### Instructions for the task
Repeat all entries below exactly as shown.

### Data for this task
+-------+

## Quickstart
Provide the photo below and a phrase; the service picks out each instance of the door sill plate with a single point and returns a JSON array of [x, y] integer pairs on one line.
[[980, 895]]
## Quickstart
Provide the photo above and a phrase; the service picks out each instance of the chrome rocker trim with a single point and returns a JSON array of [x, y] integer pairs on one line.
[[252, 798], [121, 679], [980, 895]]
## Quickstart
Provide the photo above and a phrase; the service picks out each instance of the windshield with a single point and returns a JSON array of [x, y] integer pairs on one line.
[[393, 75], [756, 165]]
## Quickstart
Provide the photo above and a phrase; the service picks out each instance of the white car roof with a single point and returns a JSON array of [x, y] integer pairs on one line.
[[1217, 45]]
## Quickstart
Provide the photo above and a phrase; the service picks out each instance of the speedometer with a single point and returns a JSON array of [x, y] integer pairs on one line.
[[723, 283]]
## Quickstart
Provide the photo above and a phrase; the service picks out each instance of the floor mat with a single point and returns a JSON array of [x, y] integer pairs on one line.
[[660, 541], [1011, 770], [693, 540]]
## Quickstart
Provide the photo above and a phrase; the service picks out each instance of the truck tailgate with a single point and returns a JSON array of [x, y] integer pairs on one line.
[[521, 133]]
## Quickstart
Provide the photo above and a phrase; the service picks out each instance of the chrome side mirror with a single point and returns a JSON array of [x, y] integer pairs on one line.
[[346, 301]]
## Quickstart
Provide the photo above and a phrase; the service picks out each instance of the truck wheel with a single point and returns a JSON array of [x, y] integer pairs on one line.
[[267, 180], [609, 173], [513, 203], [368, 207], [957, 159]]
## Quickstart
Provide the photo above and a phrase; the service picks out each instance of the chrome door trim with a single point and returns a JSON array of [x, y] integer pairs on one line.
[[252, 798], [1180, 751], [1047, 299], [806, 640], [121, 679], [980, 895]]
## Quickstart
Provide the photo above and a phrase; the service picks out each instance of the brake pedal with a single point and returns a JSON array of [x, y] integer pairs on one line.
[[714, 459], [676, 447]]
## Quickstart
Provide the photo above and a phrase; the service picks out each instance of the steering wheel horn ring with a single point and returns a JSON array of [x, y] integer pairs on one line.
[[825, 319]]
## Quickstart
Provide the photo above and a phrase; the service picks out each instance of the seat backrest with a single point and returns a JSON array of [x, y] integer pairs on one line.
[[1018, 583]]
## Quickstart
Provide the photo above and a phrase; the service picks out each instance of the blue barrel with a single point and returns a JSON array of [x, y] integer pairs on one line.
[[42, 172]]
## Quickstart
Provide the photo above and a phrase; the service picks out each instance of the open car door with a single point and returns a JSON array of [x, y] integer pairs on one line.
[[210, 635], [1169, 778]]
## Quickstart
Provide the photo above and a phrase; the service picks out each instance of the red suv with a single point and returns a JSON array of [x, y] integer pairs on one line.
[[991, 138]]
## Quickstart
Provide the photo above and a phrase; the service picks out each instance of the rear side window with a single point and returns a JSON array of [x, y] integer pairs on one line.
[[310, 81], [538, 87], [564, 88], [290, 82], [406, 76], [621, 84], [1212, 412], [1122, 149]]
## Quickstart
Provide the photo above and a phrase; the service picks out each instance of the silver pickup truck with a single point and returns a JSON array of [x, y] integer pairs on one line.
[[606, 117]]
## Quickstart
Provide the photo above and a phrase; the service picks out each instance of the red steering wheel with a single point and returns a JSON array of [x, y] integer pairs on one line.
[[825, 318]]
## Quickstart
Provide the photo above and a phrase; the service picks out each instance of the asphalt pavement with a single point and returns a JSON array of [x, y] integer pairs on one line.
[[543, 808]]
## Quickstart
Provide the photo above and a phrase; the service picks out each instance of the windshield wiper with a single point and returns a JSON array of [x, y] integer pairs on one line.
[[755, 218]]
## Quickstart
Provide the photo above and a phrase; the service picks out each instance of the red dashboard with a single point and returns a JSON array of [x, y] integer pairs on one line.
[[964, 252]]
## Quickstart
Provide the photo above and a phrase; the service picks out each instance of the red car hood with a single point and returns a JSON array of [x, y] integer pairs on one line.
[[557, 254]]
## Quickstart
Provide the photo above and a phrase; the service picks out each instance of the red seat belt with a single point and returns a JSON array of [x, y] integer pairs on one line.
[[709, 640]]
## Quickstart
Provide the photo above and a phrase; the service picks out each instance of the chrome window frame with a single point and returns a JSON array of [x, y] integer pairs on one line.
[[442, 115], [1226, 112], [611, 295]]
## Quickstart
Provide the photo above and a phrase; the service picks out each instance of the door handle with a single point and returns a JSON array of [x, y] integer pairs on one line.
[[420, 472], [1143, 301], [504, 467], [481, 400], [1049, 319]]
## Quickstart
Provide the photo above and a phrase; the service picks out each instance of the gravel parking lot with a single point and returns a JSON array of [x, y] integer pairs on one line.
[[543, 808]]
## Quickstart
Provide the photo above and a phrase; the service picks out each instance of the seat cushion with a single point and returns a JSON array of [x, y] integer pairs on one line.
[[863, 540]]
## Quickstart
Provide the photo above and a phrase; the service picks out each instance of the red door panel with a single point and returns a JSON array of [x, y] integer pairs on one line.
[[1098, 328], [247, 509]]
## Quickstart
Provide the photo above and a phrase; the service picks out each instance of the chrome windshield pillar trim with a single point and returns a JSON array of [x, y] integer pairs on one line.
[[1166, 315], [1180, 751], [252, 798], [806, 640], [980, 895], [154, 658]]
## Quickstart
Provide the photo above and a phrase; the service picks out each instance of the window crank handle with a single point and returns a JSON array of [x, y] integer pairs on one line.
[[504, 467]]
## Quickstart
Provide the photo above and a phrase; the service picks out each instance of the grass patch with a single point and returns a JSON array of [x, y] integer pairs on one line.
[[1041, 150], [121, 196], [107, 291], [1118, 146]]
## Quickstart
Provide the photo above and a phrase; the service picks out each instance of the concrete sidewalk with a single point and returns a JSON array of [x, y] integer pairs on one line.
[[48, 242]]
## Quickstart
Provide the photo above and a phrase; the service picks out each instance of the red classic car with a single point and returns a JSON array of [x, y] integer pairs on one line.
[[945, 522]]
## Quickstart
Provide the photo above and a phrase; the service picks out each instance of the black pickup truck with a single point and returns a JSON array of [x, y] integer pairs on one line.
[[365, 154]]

+-------+

### Solved problem
## Quickstart
Provide the photo below and a phrase; the service picks out each instance of the door sill plate with a single point and returns a JSON array of [x, y] integer pairs on one line.
[[980, 895]]
## Quickstart
Provide the photo above and a phrase; the service picks out each instance of the chrome rocker trim with a single point and returns a JSON array of [x, y] integer pairs on one line.
[[252, 798], [121, 679], [980, 895]]
## Quickstart
Provide the photo above and a phrase; the service picks out each instance of the windshield with a single point and returns a JSON array of [x, y] integer pairs on one line.
[[393, 75], [756, 165]]
## Quickstart
Provide the photo above and a phrase; the service picks out each instance of the white car roof with a single point and returns a JSON array of [x, y] integer pairs on one line.
[[1217, 45]]
## Quickstart
Provide the photo above and a phrase; the service picks out each instance of the speedometer with a single point and returns a JSON array of [x, y] integer pairs on one line.
[[723, 283]]
## Quickstart
Provide the photo above and a phrase; the service picks out each instance of the floor mat with a single point and returns a JSON array of [x, y] integer pairs on one line.
[[660, 541], [1011, 770], [693, 540]]
## Quickstart
Provide the photo above and a phrase; the service picks out each instance of the truck tailgate with a single point and returns a JSON array of [x, y] integer pairs on one line.
[[521, 133]]
## Quickstart
Provide the photo above and a phrase; the service picks out each instance of the chrome side mirror with a single point and returns a JSON array of [x, y] integer pairs on one line.
[[346, 301]]
## Quickstart
Provide the photo above and a phrase; the service picks out each instance of the truck wheel with a single point and returns a JSON array of [x, y] integer pairs on one line.
[[267, 180], [609, 173], [513, 203], [368, 207], [957, 159]]
## Quickstart
Provide the photo above and a phrase; the service picks out each instance of the chrome door trim with a single point and returns a JSON array of [x, y] integer pairs on one line.
[[252, 798], [1180, 751], [1047, 299], [806, 640], [121, 679], [980, 895]]
## Quickstart
Provide the photo above and a phrase; the service picks out each instance of the brake pedal with a single point and returns a JSON array of [x, y] integer pairs on one line.
[[714, 459], [676, 447]]
## Quickstart
Provide the photo above and a phrase; the service picks out each instance of the steering wheel horn ring with a single point and returns a JSON array of [x, y] integer pairs on one line.
[[825, 319]]
## Quickstart
Provide the photo above and a phrase; the service picks out each instance of the seat backrest with a single point and returns a JSON array of [x, y] integer pairs on one line.
[[1018, 583]]
## Quickstart
Provide the photo above and a phrase; the service picks out each instance of the blue barrel with a single point and returns a JSON array of [x, y] integer pairs on one line.
[[42, 172]]
## Quickstart
Provide the photo above and a phrase; the service picks out each instance of the open car door with a single point and returns a JSON array of [x, y] integer pairs on one line.
[[210, 635], [1169, 778]]
## Quickstart
Provide the photo above and a phrase; the service picks out each instance of the red suv with a single point and returns a JSON array of [x, y] integer pairs on one line.
[[991, 138]]
## Quickstart
Provide the photo above and a phrase; the service picks out each instance of the rear side window with a single point and returns a JSON array of [x, y] integer pairs on one line.
[[310, 81], [538, 87], [564, 88], [290, 82], [406, 76], [621, 84], [1212, 412], [1122, 149]]
## Quickstart
Provide the photo above and a phrase; the service picks out each instance of the silver pickup truck with a single point and returns a JSON array of [x, y] integer pairs on one line.
[[606, 117]]
## Quickstart
Provide the photo above and a phrase; the service picks out each instance of the red steering wheel with a single point and returns a JSON array of [x, y] integer pairs on one line.
[[825, 318]]
## Quickstart
Provide the photo above and a phrase; the service picks out each instance of the asphalt pavement with a single point and returns a JSON array of [x, y] integer pairs on one line.
[[543, 808]]
## Quickstart
Provide the photo above and a phrase; the service picks out each instance of the windshield wiper with a single point and returns a JSON array of [x, y] integer pairs on one line.
[[755, 218]]
## Quickstart
Provide the photo above and a phrase; the service picks out each instance of the red dashboard with a single point and returns a JSON array of [x, y] integer pairs on one line.
[[964, 252]]
## Quickstart
Provide the photo above and a phrase; the service picks out each instance of the red car hood with a single point and returns a JSON array of [x, y] integer pairs on one line.
[[557, 254]]
## Quickstart
Provide the photo above and a phrase; the service picks out each instance of the red seat belt with a single point and returns a JSON array of [x, y] integer pairs on one line.
[[709, 640]]
## Quickstart
Provide the photo above and a phrase; the service picks out each instance of the chrome window frame with a single point and returns a JSON array of [x, y] integer pairs on one line.
[[442, 115], [1226, 112], [611, 295]]
## Quickstart
Provide the photo above and a phrase; the service picks out each instance of the door handle with a single point and returns a JSON array of [x, y] integer pairs on one line.
[[420, 472], [1143, 301], [504, 467], [481, 400], [1049, 319]]
## Quickstart
Provide the photo above and a phrase; the service picks out each instance of the gravel parking lot with a single point and returns a JSON array of [x, y] integer pairs on one line.
[[543, 808]]
## Quickstart
Provide the photo above and a phrase; the service picks out each instance of the seat cushion with a single point and returns a JSON array of [x, y] integer pairs on one line.
[[863, 540]]
## Quickstart
Provide the photo above and a phrase; the service picks out each instance of the red door panel with a single point and returns a JSON array of [x, y] integer pairs on one line.
[[1098, 328], [247, 509]]
## Quickstart
Provide the photo above and a phrase; the service picks out each instance of the chrome windshield pillar trim with a single point and returns a JSON array of [x, y] integer pairs on one line.
[[1166, 315], [1180, 751], [252, 798], [806, 640], [980, 895], [154, 658]]
## Quickstart
Provide the photo above and a phrase; the service picks out each instance of the window crank handle with a single point and returns a JSON array of [x, y] integer pairs on one line.
[[504, 467]]
## Quickstart
Provide the photo above and a phrase; the service picks out each instance of the grass patch with a single point and returns a JSON array of [x, y] integer pairs on one line.
[[1041, 150], [121, 196], [107, 291], [1118, 146]]
## Quickstart
Provide the photo above and a phrase; the service picks out each instance of the concrete sidewalk with a single point and returns a JSON array of [x, y] integer pairs on one line.
[[48, 242]]
## Quickstart
Provide the photo above and a phrase; the service picks out each instance of the red classic car with a single point and returns a JSON array of [x, y] integer pairs on one line.
[[945, 522]]
## Quickstart
Provide the photo above and a phrase; the service picks out each instance of the black pickup truck with a single point and returns a JSON array of [x, y] integer pairs on one line.
[[365, 154]]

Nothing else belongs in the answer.